_SET OF TASKS_
(1) Update the part of the Tshombe article that opens with the words containing "The Spanish Ministry" and closes with "of Congo (DRC).", giving it again with "periodic" replaced by "regular".
(2) Using the Tshombe article, decide whether each statement agrees with it. Answer yes or no for each, and quote the words that decide it. (a) Tshombe's only official visit to Spain as president of Katanga took place in 1965. (b) Spain and the DRC had signed a cooperation agreement before 2008. (c) The Spanish Ministry of Foreign Affairs and Cooperation put out a publication on the DRC in April 2008.

_PAGE TEXT_
▶

Tshombe, Spain and the DRC's independence
Spain’s willingness to allow an exiled Moise Tshombe entry into the country and to turn a blind eye to his criminal record may well have changed the course of the Democratic Republic of Congo’s (DRC) history, writes Agustín Velloso.
Spain's relations with the Democratic Republic of Congo (DRC), which began soon after independence in 1960, are marked by their support for Belgian plans against it, backed up by the United States.
Moise Tshombe, executor of those plans, visited Spain several times between 1963 and 1966, but his only official visit as president of Katanga was in 1965. Much less known than his involvement in the murder of Patrice Lumumba, 50 years ago, is his subversive activity during those visits.
The Spanish Ministry of Foreign Affairs and Cooperation (MAEC), through its directorate general for external cooperation, publishes periodic reports on countries with which Spain maintains relations of various kinds. A publication in April 2008 was dedicated to the Democratic Republic of Congo (DRC).
It summarizes ‘Spanish VIP visits the DRC and vice versa.’ The first, in 1965, is presented in concise form: ‘04/06/1965 Moise Tshombe, Prime Minister’.
There were no more official VIP visits until 1973, and up to 2008 there was no cooperation agreement between the two countries. There were few official exchanges, but what is interesting is that the official visit by Moise Tshombe recorded by the MAEC was not his first one to Spain. Nothing is said of the Spanish stage Tshombe played on in 1963 and during a subsequent stay in 1966.

◀

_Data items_
▶

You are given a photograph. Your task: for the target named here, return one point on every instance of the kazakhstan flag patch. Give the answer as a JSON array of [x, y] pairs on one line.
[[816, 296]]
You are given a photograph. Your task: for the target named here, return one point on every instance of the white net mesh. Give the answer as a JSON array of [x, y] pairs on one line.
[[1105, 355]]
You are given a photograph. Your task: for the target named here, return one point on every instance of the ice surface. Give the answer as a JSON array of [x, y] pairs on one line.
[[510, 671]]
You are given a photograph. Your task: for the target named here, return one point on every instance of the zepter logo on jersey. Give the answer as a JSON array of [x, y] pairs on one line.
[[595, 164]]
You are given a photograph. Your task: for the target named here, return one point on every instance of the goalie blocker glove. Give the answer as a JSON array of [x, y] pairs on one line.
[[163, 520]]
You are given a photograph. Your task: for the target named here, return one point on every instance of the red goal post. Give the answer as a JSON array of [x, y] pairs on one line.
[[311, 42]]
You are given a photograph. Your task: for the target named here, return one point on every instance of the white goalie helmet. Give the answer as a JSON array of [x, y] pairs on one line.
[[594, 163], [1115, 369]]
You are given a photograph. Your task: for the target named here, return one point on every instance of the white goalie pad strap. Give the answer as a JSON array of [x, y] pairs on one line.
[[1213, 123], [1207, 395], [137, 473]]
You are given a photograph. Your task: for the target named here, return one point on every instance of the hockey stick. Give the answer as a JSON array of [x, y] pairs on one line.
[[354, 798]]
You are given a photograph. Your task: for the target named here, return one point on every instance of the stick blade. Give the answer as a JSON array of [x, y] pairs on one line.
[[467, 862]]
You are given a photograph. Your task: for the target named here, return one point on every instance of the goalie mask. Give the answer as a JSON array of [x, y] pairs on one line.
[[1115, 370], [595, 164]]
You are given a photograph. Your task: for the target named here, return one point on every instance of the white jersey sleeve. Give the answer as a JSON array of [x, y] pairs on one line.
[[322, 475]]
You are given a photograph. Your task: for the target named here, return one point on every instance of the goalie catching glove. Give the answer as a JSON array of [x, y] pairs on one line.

◀

_SOLUTIONS TO THE PROBLEMS_
(1)
The Spanish Ministry of Foreign Affairs and Cooperation (MAEC), through its directorate general for external cooperation, publishes regular reports on countries with which Spain maintains relations of various kinds. A publication in April 2008 was dedicated to the Democratic Republic of Congo (DRC).

(2)
(a) Yes: "his only official visit as president of Katanga was in 1965"
(b) No: "up to 2008 there was no cooperation agreement between the two countries"
(c) Yes: "A publication in April 2008 was dedicated to the Democratic Republic of Congo (DRC)."